Lines of data
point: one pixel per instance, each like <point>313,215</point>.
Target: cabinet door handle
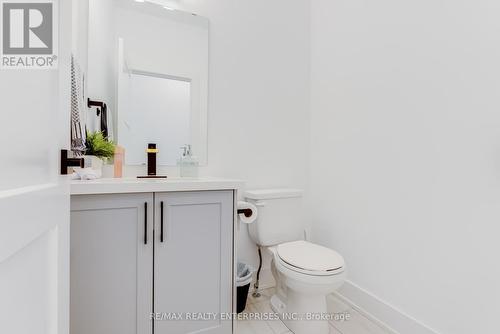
<point>145,223</point>
<point>161,222</point>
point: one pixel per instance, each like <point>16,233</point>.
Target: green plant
<point>96,144</point>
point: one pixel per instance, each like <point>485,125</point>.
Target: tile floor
<point>357,323</point>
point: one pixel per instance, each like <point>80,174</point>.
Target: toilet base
<point>300,312</point>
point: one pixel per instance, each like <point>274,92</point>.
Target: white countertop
<point>135,185</point>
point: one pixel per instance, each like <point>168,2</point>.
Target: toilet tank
<point>280,216</point>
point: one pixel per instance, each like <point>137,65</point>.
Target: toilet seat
<point>308,258</point>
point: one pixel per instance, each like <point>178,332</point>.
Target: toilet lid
<point>311,257</point>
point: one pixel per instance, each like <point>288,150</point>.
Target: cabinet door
<point>111,264</point>
<point>193,263</point>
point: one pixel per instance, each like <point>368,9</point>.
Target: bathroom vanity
<point>145,251</point>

▶ _WHAT TO DO_
Copy out every line of the entries from the one containing "point: one pixel per instance, each like <point>178,332</point>." through the one containing "<point>193,263</point>", offsetting each coordinate in the answer points by 65. Keep the sample points in the other lines unchanged.

▶ _SOLVED PROBLEM_
point: one pixel per instance, each like <point>178,332</point>.
Target: toilet lid
<point>376,322</point>
point: one pixel per instance, each like <point>288,150</point>.
Target: cabinet door
<point>176,329</point>
<point>258,328</point>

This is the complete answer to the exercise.